• **Problem to work on**:
Print again, word for word, all of the records below, and leave the pictures out.

• **Data listing**:
-.-.-

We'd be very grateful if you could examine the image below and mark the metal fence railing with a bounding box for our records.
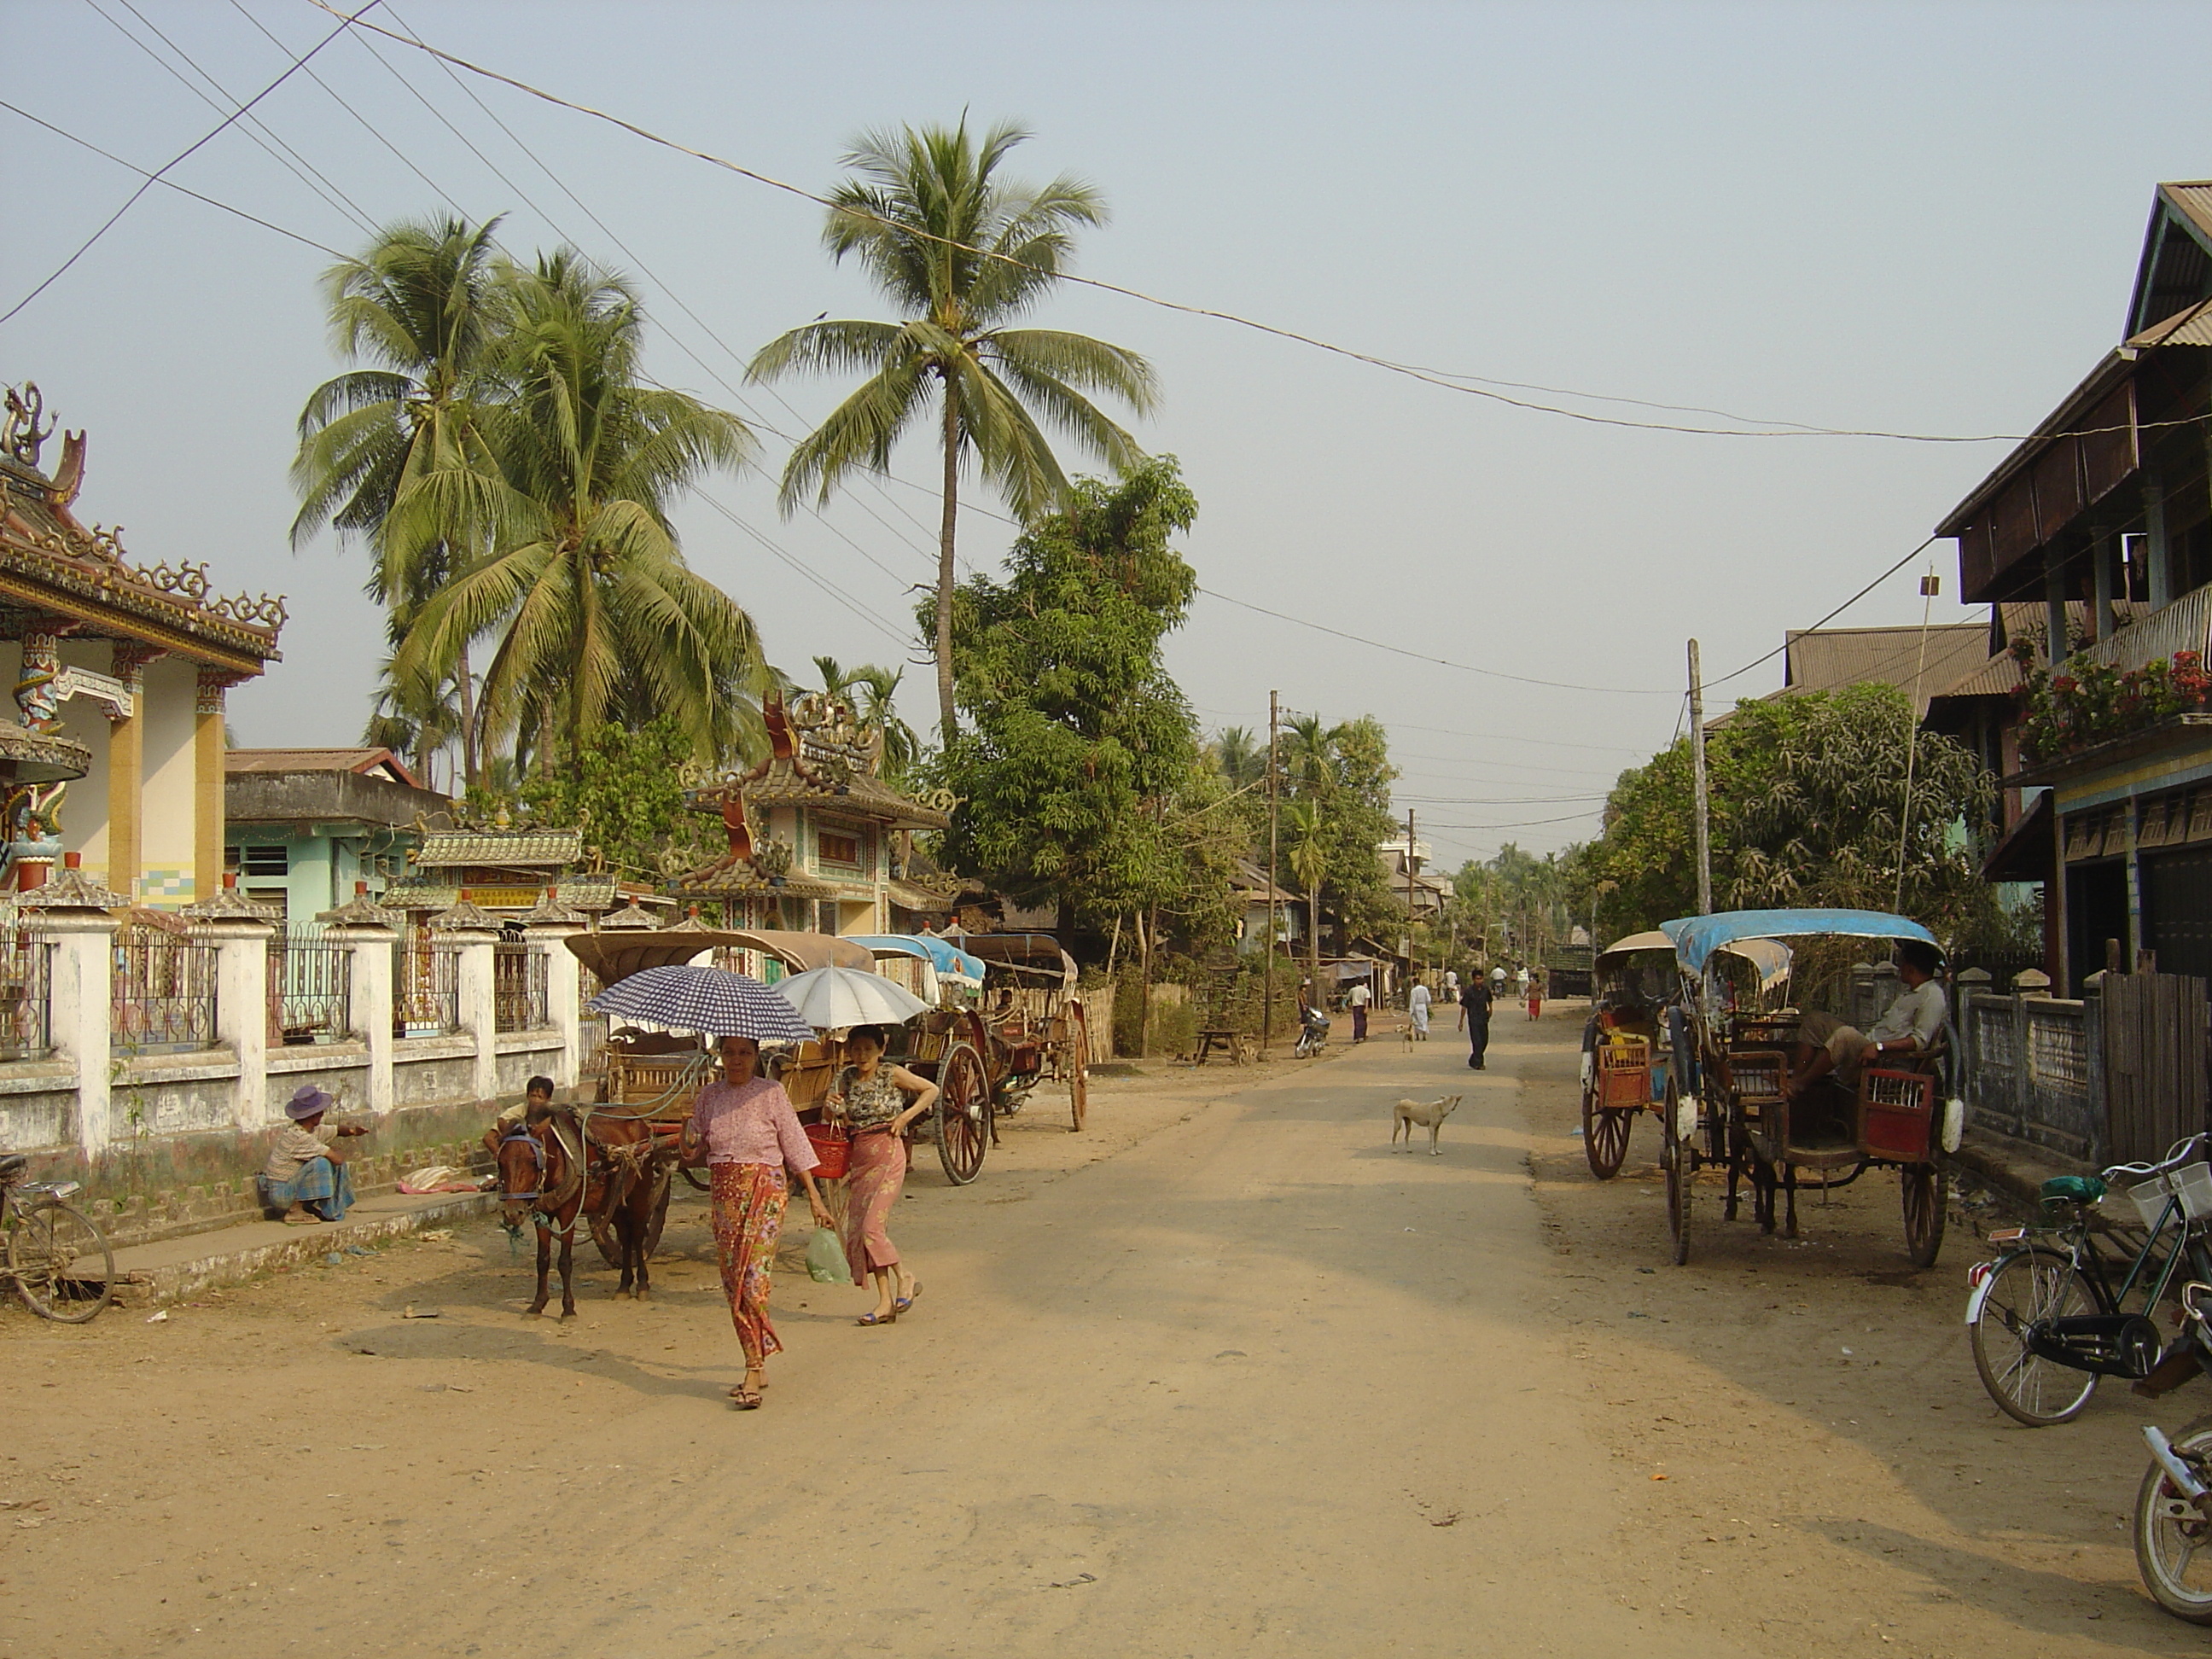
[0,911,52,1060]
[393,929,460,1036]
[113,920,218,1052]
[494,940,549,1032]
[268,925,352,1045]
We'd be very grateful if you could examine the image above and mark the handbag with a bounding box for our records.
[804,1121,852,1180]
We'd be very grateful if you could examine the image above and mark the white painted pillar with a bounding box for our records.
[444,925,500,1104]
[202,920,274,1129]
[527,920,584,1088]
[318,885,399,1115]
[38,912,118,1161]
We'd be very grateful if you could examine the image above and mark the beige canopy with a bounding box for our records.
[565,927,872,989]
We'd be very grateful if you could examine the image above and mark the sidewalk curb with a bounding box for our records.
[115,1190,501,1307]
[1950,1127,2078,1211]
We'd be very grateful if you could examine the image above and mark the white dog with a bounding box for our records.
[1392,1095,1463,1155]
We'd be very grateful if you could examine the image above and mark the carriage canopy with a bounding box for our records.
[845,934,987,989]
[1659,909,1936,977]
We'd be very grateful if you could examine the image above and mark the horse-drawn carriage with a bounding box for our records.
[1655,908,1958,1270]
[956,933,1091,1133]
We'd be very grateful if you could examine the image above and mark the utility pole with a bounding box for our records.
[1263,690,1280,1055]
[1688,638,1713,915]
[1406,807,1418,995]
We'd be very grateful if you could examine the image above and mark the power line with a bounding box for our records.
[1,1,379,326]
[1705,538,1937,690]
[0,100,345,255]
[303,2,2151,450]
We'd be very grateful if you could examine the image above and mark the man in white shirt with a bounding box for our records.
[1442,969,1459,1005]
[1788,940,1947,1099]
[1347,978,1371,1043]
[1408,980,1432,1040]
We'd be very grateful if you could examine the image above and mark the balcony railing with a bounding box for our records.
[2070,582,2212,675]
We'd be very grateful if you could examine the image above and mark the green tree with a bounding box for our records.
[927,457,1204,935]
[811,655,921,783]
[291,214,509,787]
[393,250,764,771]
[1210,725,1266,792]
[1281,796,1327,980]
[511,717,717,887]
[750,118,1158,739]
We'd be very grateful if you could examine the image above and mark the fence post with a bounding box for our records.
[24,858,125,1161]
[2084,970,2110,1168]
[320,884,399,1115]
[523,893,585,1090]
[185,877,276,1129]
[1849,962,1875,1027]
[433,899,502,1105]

-.-.-

• **Response below**:
We'd be very grateful if you could examine the image below and mark the metal fence railing with a bounding box for our records.
[0,911,52,1060]
[393,929,460,1036]
[113,920,218,1052]
[494,940,549,1032]
[268,925,352,1045]
We'd be very grateful if you could examine the image above and mark the handbag with a bounding box for our records.
[804,1121,852,1180]
We'd be very grateful if you could examine the image above and mark the white painted pillar with a bounding box for our records.
[444,925,500,1104]
[202,920,274,1129]
[527,920,584,1088]
[318,885,399,1115]
[38,912,118,1161]
We'd be very grateful if you could examine the image above and mark the beige canopy with a bounding box for our records.
[565,927,872,989]
We'd be very grateful if you could examine the image above and mark the sidewalk curb with a bounding box for our records.
[115,1190,501,1307]
[1950,1127,2078,1211]
We'd be very grateful if you could examine the image above and mark the white dog with a bounding box for our records.
[1392,1095,1463,1155]
We'd be very grateful if you could examine the image above and mark the carriage canopy with a bounding box for our records.
[845,934,987,989]
[1659,909,1936,977]
We'd be very grateful if you could examine the image above and mark the horse-drawn carriage with a bounding box for our records.
[1655,908,1958,1270]
[956,933,1091,1133]
We'd be very grateful if you could examine the image above and mark the utility pole with a bounding box for our records.
[1263,690,1280,1055]
[1688,638,1713,915]
[1406,807,1418,995]
We'd be very grateful if you could examine the image above and mark the power line with a bounding box for our records.
[1,1,379,326]
[1705,538,1937,690]
[0,100,345,255]
[303,2,2151,450]
We'd be very grateful if you could examine the image above and mark the man in white shirt with a bounding box for our records.
[1442,969,1459,1005]
[1788,940,1947,1099]
[1347,978,1371,1043]
[1408,980,1432,1040]
We'd be very grateful if you could examine the image above and mark the balcony railing with a bounding box for our records.
[2070,582,2212,675]
We'd be very grateful if you could examine the image above and mark the green tree with a bounding box for our records.
[927,457,1204,935]
[811,655,921,783]
[291,214,509,787]
[393,250,764,771]
[1210,725,1266,792]
[1281,796,1327,980]
[511,717,717,887]
[750,118,1158,739]
We'd be very grateful if you could examine the image above and mark the fence post with a bounding box for our records.
[24,858,125,1161]
[2084,970,2110,1168]
[320,884,399,1115]
[523,893,585,1090]
[185,877,276,1129]
[1849,962,1875,1027]
[433,899,502,1105]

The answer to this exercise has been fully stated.